> [Recorded data]:
--

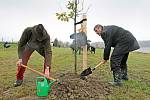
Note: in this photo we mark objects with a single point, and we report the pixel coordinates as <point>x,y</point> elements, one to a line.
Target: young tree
<point>72,13</point>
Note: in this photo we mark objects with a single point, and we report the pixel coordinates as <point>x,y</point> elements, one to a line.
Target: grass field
<point>137,88</point>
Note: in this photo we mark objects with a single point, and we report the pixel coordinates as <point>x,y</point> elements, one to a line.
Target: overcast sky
<point>16,15</point>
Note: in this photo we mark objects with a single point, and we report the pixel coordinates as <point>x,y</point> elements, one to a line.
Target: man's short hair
<point>97,26</point>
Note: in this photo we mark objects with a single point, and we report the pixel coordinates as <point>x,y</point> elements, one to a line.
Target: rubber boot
<point>117,78</point>
<point>124,73</point>
<point>18,83</point>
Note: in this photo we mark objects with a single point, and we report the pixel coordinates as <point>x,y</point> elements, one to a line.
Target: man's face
<point>98,30</point>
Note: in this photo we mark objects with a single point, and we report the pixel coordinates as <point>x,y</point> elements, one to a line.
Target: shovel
<point>89,70</point>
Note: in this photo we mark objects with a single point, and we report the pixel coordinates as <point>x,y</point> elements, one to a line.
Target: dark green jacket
<point>40,43</point>
<point>122,41</point>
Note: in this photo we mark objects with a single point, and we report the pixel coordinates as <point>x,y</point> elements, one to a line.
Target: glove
<point>19,62</point>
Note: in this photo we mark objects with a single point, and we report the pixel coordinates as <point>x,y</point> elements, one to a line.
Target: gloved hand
<point>19,62</point>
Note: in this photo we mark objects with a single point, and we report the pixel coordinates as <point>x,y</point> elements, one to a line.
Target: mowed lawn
<point>137,88</point>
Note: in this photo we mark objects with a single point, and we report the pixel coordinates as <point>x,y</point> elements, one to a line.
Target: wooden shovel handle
<point>37,72</point>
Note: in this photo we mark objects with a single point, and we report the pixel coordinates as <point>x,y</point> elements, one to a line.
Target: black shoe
<point>18,83</point>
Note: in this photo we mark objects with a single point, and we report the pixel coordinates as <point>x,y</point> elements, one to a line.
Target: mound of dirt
<point>72,87</point>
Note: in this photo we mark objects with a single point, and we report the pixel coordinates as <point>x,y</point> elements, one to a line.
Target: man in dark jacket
<point>123,42</point>
<point>33,38</point>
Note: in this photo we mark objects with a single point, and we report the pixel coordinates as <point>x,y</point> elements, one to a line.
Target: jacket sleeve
<point>107,48</point>
<point>48,52</point>
<point>23,41</point>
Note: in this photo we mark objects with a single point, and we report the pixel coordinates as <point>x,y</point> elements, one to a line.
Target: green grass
<point>137,88</point>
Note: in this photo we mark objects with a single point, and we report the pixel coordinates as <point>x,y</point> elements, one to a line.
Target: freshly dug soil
<point>72,87</point>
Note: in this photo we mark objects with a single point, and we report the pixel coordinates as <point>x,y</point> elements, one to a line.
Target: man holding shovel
<point>33,38</point>
<point>123,42</point>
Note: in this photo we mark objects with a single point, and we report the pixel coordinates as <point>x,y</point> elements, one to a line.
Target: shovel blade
<point>86,72</point>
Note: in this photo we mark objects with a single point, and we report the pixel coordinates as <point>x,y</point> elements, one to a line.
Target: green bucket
<point>51,83</point>
<point>42,86</point>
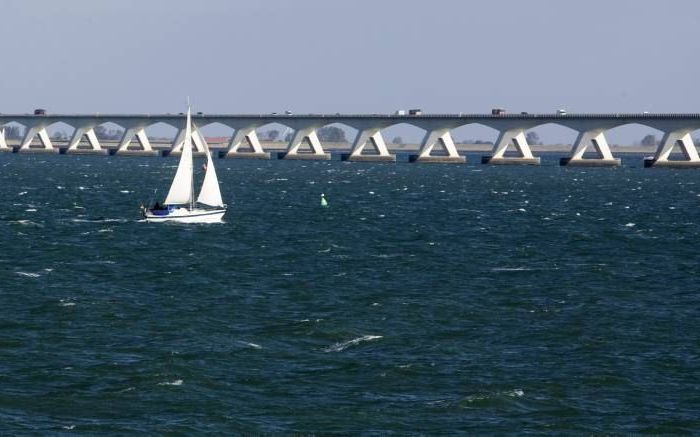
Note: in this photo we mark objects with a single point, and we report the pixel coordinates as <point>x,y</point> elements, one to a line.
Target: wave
<point>355,341</point>
<point>28,274</point>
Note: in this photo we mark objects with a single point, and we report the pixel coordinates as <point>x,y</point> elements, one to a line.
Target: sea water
<point>424,299</point>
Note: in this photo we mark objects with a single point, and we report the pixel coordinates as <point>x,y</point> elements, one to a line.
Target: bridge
<point>244,143</point>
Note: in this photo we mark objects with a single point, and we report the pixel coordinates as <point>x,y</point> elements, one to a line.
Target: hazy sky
<point>355,56</point>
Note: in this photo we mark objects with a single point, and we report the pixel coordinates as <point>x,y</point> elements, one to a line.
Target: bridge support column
<point>89,133</point>
<point>248,135</point>
<point>198,143</point>
<point>375,138</point>
<point>140,134</point>
<point>433,138</point>
<point>597,139</point>
<point>47,146</point>
<point>3,142</point>
<point>668,142</point>
<point>308,134</point>
<point>507,137</point>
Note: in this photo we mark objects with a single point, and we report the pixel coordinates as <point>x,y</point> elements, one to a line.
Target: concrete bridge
<point>244,143</point>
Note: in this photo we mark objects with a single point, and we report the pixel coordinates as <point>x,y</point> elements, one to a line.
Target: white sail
<point>210,194</point>
<point>181,189</point>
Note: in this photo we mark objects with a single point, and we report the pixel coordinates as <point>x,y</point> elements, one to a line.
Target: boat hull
<point>184,215</point>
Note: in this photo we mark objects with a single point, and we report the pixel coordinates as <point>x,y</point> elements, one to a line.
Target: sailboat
<point>180,204</point>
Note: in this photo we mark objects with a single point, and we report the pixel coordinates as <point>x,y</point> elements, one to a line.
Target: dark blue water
<point>425,299</point>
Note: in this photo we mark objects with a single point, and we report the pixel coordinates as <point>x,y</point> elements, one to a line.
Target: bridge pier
<point>198,143</point>
<point>308,134</point>
<point>432,138</point>
<point>374,137</point>
<point>248,135</point>
<point>3,141</point>
<point>671,139</point>
<point>33,131</point>
<point>74,143</point>
<point>596,137</point>
<point>515,137</point>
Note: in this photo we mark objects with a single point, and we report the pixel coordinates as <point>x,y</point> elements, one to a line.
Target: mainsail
<point>210,193</point>
<point>181,189</point>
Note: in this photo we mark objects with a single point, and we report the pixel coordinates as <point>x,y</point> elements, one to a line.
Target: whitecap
<point>28,274</point>
<point>355,341</point>
<point>510,269</point>
<point>253,345</point>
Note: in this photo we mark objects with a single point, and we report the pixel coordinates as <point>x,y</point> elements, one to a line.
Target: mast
<point>181,189</point>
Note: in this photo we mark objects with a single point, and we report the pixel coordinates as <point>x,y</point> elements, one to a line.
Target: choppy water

--

> [STATED TASK]: Render everything from the start of the items down to the line containing "<point>16,15</point>" as a JSON list of strings with one string per line, including both ends and leaving out blank lines. Leave the pictures out of the answer.

> [SOLVED PROBLEM]:
[
  "Note: in this photo we mark objects with a single point, and we report the pixel coordinates as <point>x,y</point> elements, one to a line.",
  "Target: young tree",
  "<point>72,13</point>",
  "Note: in this photo we mark objects with a single point, and we report the pixel coordinates as <point>x,y</point> elements, one to a line.",
  "Target: grass field",
  "<point>137,88</point>",
  "Note: in this photo we mark objects with a single point, and we report the pixel coordinates as <point>x,y</point> elements, one to a line.",
  "Target: overcast sky",
  "<point>16,15</point>"
]